Directions:
[a] In the passage on early Franciscanism, in what city had Anthony been a trained priest?
[b] Transcribe the part of the passage on early Franciscanism that opens with the words "Anthony had been" and closes with "thousands of friars.".

Excerpted passage:
There are three giants in the earliest years of Franciscanism: Sts. Francis, Clare, and Anthony. Francis and Clare, of course, were founders. In the broadest sense, one could think of Francis as the heart of the movement, a heart profoundly engaged with the world, seen through the lens of poverty. Clare, as Franciscan scholar Ilia Delio, OSF, describes her, was a woman who coupled her own engagement in the real world with contemplation found in poverty and in a lifelong struggle against men to fulfill her radical calling.

What Francis and Clare were showing in deed, St. Anthony of Padua brought to the booming movement in word. Yes, he was a Franciscan in his poverty and in his radical lifestyle. He brought, though, intellectual formation both as a tool for evangelism and as a foundation for ministry. Interestingly, all three were from well-off families.

Anthony had been a trained priest in Lisbon, one who was moved by the witness of friars to join the Franciscan movement. He sought to follow the friars, possibly in martyrdom, engaging Muslims in Morocco. Instead, he wound up in Italy, called to bring his intellectual formation to bear on the rapidly growing Franciscans. The little group that had followed Francis into poverty outside Assisi’s walls had grown wildly, in a short time, to thousands of friars.

Anthony joined the friars at a time when they were sorely in need of his skill. Friars knew simplicity, but there was a war of ideas happening around them too. Anthony took to preaching Scripture and, with Francis’ approval, teaching the friars sacred theology. In granting permission to Anthony to chart this new Franciscan course, the founder said Anthony could teach the friars “as long as you do not extinguish the spirit of prayer and devotion with study of this kind.” As scholar Dominic Monti, OFM, notes, St. Francis may well have granted this permission begrudgingly, realizing both that the Franciscans needed more formation and that more formal education would introduce a worldly temptation.

A Faithful Path

That’s all very interesting—or boring, depending upon your take. But it’s relevant as we consider the Franciscan spirit today. There are foundations of heart, spirit, and intellect in each of these Franciscan heroes, and we need to retain all three as we consider how to be modern followers of Francis.


Greg Friedman, OFM, discusses the relationship between St. Francis and St. Anthony.

For Anthony, understanding Christianity correctly involved not only deep knowledge of Scripture (and, of course, sharing that knowledge) but also establishing social justice. In Father Dominic’s telling, it was reconciliation among warring political factions and relieving the poor of unjust debts. Sound familiar?

Today’s society is as fraught as Anthony’s with warring ideologies, violence among competing political interests, religion mixed in with politics, struggles for power, injustice against the poor, and more. Especially in our country, it’s also competing religious visions—some see religion as something disengaged from the world, while others see religion as justifying one or another political cause.

(Dataset rows)
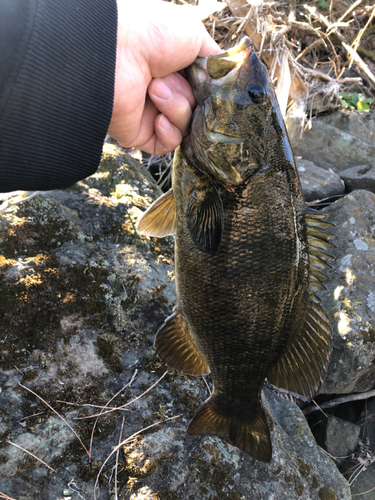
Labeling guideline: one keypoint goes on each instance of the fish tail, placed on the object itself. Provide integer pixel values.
(251, 435)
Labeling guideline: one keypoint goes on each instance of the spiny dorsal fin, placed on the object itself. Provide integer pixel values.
(159, 220)
(301, 368)
(205, 217)
(250, 435)
(175, 346)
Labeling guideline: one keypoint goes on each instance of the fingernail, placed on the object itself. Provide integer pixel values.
(165, 123)
(161, 89)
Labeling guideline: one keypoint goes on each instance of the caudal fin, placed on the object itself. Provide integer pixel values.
(251, 435)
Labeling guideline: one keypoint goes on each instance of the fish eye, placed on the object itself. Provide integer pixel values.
(256, 92)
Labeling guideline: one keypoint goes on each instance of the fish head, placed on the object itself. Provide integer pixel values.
(232, 130)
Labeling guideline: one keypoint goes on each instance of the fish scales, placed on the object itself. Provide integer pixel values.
(246, 286)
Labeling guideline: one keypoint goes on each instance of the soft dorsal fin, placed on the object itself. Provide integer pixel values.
(175, 346)
(301, 368)
(205, 217)
(159, 220)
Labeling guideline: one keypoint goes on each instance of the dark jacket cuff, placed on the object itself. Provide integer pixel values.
(56, 90)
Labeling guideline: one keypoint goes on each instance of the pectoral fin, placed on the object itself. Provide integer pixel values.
(205, 217)
(301, 368)
(175, 346)
(159, 220)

Solutions by task:
[a] Lisbon

[b]
Anthony had been a trained priest in Lisbon, one who was moved by the witness of friars to join the Franciscan movement. He sought to follow the friars, possibly in martyrdom, engaging Muslims in Morocco. Instead, he wound up in Italy, called to bring his intellectual formation to bear on the rapidly growing Franciscans. The little group that had followed Francis into poverty outside Assisi’s walls had grown wildly, in a short time, to thousands of friars.